_Records for this exercise_
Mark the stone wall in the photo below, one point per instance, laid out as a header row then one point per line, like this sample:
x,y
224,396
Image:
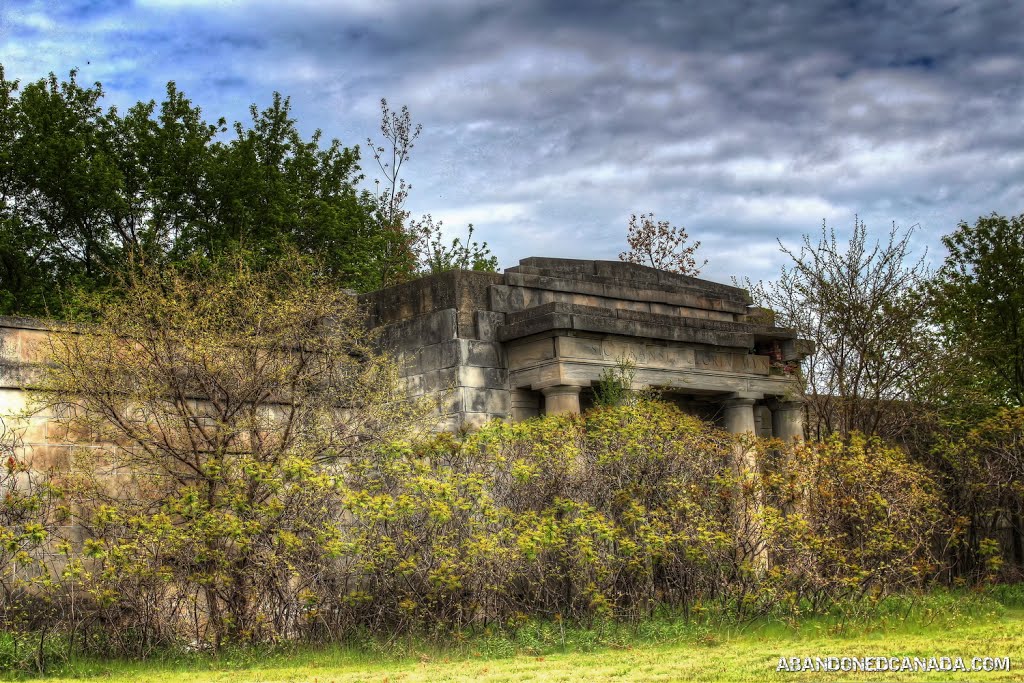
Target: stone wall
x,y
534,339
513,345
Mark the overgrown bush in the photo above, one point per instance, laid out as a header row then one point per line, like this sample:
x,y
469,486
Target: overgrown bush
x,y
610,515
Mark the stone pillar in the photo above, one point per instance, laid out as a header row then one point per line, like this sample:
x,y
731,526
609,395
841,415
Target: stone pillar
x,y
787,420
738,414
561,398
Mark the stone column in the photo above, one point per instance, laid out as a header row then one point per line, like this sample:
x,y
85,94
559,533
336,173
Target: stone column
x,y
561,398
787,420
738,414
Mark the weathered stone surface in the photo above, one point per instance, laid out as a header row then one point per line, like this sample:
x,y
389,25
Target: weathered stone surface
x,y
488,344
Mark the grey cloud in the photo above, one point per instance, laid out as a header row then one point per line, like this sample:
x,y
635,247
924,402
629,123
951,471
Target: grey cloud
x,y
743,121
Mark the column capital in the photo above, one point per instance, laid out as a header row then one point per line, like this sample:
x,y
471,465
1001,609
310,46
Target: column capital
x,y
561,390
738,402
785,404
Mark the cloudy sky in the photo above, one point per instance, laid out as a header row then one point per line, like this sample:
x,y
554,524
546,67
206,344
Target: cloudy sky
x,y
547,124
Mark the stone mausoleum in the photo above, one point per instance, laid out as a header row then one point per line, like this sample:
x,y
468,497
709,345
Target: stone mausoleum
x,y
537,338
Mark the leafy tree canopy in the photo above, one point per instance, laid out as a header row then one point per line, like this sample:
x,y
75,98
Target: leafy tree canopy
x,y
86,190
977,297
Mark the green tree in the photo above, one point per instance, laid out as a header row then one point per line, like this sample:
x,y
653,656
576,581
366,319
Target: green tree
x,y
977,298
224,401
86,193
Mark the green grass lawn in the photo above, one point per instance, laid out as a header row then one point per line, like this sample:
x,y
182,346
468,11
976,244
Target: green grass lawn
x,y
665,653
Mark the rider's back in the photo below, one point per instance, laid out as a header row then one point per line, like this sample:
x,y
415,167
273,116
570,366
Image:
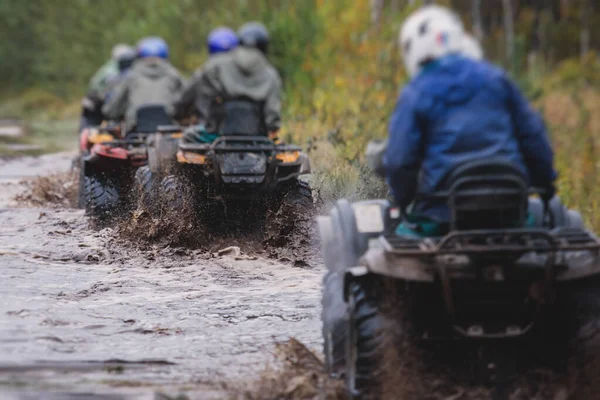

_What the task asks_
With pictures excluded, the data must be transcribed in full and to the letter.

_Result_
Mark the stone wall in the photo below, one point per instance, laid out as a header row then one point per line, like this sample:
x,y
224,396
Image:
Target: stone wall
x,y
534,339
513,345
Mark the overgrown bush in the photo above, one point per instance, laid out as a header row then one point per line, like this sample:
x,y
469,486
Target: overgrown bush
x,y
610,515
Mark the stone pillar in the photo above, one point per instance, laid out as a header row then one point per line, like this sample:
x,y
731,526
609,395
841,415
Target: stone pillar
x,y
787,420
738,414
561,398
Mark the stone column in the photo above, one point per instance, laid out as a header row then one point per line, like this sample:
x,y
85,94
559,533
336,173
Target: stone column
x,y
561,398
787,420
738,414
Mark the weathered stone surface in the photo above, one point per instance, laid out as a header row then one point per line, like this sample:
x,y
389,25
Target: weathered stone surface
x,y
488,344
Mark the grey cloud in the photo above, one point per instance, laid out as a header row then one point per line, like this sample:
x,y
635,247
924,402
629,123
951,471
Target: grey cloud
x,y
743,121
Mark the column capital in the photo above, one point per instance, laid out as a header row then one point per line, like this sample:
x,y
471,465
1001,609
310,46
Target: column capital
x,y
561,390
738,402
785,404
Mark the cloudy sky in the photo above, one point per instance, laid out as a header row then one point per line, like this sample:
x,y
554,524
546,67
206,344
Target: cloudy sky
x,y
547,124
Mark the stone mausoleum in the photo above, one point per instance, laid out as a header row then one point per line, like this sample:
x,y
468,497
709,345
Target: stone mausoleum
x,y
537,338
Mark the leafy tree canopy in the photo above, one point per instance, laid out as a header row then one point per line, like this sample:
x,y
75,98
Target: leafy tree canopy
x,y
86,190
977,297
Mark the green tree in the photo above, one point per instance, laid out as a header row then one point per line, like this sample:
x,y
653,656
576,581
366,319
Target: green tree
x,y
977,298
224,401
86,193
Mark the green grass lawn in the photo above, one point per instance, laid out as a header row then one point per line, like this sample:
x,y
182,346
468,11
976,244
Target: green grass lawn
x,y
665,653
Mark the rider's back in the photo below, one point per instance, laid out as a header row then one point per line, like this sample:
x,y
415,167
273,116
570,366
Image:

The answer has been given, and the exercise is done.